Copy the rows word for word, beginning at the line that contains "TARGET = green leafy plant" and continuing through the last of the rows.

> _Provided data_
□ □ □ □ □
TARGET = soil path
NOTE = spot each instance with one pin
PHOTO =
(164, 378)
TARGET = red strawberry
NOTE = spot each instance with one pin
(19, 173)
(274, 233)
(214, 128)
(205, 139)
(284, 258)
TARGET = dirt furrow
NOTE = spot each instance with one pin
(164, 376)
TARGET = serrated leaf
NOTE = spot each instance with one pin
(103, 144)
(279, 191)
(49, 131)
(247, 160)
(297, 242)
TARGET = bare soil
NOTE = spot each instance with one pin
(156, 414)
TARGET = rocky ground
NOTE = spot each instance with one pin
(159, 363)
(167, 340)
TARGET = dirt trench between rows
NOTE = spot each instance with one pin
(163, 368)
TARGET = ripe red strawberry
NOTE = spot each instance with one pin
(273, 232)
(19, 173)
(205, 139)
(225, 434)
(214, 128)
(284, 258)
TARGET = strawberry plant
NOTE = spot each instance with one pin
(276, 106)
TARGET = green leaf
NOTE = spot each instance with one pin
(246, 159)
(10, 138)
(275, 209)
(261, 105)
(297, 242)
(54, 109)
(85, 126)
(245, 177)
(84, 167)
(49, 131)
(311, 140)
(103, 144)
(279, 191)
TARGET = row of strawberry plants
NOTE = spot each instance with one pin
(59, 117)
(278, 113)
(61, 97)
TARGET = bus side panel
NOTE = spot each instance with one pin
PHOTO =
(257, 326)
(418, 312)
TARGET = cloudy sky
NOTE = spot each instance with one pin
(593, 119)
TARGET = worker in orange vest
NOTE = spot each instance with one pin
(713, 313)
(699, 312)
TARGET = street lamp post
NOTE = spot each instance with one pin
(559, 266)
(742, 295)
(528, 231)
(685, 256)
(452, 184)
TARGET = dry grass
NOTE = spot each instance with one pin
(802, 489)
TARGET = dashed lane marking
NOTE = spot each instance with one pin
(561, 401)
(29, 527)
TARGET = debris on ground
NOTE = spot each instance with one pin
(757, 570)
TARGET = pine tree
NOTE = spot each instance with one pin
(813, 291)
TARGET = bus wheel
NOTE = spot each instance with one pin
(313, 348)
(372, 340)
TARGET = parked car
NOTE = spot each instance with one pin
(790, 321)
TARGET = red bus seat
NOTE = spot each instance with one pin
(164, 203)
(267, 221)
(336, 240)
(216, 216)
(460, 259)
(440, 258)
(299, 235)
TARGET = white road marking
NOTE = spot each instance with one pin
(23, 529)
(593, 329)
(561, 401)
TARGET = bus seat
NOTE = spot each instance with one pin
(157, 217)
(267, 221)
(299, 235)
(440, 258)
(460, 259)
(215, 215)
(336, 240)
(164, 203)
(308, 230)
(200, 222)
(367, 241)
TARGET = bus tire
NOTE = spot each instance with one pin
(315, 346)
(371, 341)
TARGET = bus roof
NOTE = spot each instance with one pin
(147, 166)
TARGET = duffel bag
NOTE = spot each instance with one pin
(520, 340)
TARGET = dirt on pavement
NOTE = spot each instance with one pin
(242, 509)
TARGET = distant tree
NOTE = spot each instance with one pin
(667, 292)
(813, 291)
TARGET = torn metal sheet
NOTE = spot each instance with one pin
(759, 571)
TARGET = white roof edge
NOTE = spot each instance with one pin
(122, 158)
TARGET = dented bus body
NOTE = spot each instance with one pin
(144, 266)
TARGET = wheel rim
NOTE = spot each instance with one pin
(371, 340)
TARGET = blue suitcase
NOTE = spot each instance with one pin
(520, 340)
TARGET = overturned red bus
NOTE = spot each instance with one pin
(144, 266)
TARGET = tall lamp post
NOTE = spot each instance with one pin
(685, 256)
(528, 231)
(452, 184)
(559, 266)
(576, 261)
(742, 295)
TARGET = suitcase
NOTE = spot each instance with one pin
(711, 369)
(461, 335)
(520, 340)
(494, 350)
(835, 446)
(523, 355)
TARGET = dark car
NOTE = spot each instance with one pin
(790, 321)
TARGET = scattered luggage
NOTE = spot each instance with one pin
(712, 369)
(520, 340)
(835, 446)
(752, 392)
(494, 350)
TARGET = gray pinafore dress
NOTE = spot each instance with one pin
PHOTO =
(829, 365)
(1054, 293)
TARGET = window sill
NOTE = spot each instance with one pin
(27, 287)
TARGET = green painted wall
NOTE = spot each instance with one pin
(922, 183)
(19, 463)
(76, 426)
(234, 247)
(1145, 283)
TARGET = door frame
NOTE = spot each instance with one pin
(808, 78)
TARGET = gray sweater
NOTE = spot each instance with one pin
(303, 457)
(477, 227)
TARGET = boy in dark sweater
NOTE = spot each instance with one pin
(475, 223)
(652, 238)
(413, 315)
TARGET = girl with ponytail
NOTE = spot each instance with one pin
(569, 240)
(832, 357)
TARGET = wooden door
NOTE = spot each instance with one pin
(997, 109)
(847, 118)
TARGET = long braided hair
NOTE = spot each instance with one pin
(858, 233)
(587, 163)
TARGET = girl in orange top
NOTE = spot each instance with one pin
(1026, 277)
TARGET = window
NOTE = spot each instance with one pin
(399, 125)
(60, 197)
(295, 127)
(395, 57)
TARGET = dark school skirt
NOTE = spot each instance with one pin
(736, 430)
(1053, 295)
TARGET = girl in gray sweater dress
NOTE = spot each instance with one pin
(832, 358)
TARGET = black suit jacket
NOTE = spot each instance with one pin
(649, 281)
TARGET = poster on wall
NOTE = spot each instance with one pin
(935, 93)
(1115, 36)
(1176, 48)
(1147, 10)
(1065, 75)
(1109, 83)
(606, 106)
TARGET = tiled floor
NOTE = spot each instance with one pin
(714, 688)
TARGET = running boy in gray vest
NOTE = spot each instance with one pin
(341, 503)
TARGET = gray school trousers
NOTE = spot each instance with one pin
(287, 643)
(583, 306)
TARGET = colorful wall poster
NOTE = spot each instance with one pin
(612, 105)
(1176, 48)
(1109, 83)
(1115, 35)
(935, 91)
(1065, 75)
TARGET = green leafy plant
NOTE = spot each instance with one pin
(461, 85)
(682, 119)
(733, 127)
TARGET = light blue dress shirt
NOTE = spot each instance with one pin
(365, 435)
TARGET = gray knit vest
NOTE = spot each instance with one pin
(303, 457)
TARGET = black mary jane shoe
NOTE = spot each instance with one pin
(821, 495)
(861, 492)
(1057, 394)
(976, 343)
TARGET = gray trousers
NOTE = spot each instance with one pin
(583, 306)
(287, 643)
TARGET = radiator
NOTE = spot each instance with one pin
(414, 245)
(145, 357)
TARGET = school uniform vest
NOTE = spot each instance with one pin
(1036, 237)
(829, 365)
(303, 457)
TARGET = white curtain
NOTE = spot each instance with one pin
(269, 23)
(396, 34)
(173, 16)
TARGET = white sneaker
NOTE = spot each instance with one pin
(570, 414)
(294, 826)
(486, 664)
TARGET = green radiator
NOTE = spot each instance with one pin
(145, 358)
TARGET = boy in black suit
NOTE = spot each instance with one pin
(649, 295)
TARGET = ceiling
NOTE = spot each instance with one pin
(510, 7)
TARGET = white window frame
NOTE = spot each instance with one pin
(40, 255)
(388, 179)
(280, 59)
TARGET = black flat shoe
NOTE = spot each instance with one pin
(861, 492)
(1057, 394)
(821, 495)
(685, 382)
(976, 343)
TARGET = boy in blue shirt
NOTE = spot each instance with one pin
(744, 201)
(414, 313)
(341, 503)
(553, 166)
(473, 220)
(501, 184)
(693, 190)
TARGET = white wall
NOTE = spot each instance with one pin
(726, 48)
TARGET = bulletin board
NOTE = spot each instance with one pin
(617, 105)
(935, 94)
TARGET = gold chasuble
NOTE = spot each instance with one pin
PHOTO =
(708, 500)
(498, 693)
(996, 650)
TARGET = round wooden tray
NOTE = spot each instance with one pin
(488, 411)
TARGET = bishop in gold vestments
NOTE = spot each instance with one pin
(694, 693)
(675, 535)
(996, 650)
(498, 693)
□ □ □ □ □
> _The reply_
TARGET = green leafy plant
NOTE = spot each instance with one pin
(461, 85)
(682, 119)
(733, 127)
TARGET = light blue dress shirt
NOTE = spot each instance with one pin
(365, 435)
TARGET = gray knit vest
NOTE = spot each instance with one pin
(303, 457)
TARGET = black mary jane shoe
NOTE = spot each instance with one pin
(821, 495)
(861, 492)
(1057, 394)
(976, 343)
TARGET = gray trousers
NOTE = spot each instance with one pin
(583, 306)
(287, 643)
TARGET = radiator
NOTE = spot each instance with one pin
(414, 245)
(145, 357)
TARGET = school uniform vest
NOTE = spot each instance with one pin
(1036, 237)
(829, 365)
(303, 457)
TARGET = white curtain
NOTE = spot each instance with one pin
(269, 23)
(396, 34)
(173, 16)
TARGET = white sneaker
NOTE = spot each instance with one pin
(570, 414)
(294, 826)
(486, 664)
TARGET = green radiator
NOTE = spot each instance with one pin
(145, 358)
TARGET = boy in black suit
NOTE = spot each instance with one pin
(649, 295)
TARGET = ceiling
NOTE = spot each instance with one pin
(510, 7)
TARGET = white window frame
NOTE = spot each instance with one pin
(40, 255)
(388, 179)
(280, 59)
TARGET = black flat shoe
NOTE = spot each instance with one pin
(861, 492)
(1057, 394)
(821, 495)
(685, 382)
(976, 343)
TARGET = boy in blue shirt
NOTE = spot each instance with one pin
(744, 201)
(414, 313)
(341, 503)
(553, 166)
(473, 220)
(501, 184)
(693, 190)
TARGET = white wall
NOTE = spot each instance with one pin
(726, 48)
TARGET = bulletin board
NOTE = spot each instance with one pin
(617, 105)
(935, 94)
TARGET = gold chasuble
NOTE = spot each instance with one pin
PHOTO =
(708, 500)
(498, 693)
(996, 650)
TARGET = round wooden tray
NOTE = spot each instance with one pin
(488, 411)
TARGET = bishop in gold vestments
NOTE = spot each instance with one pin
(694, 693)
(675, 535)
(996, 650)
(498, 693)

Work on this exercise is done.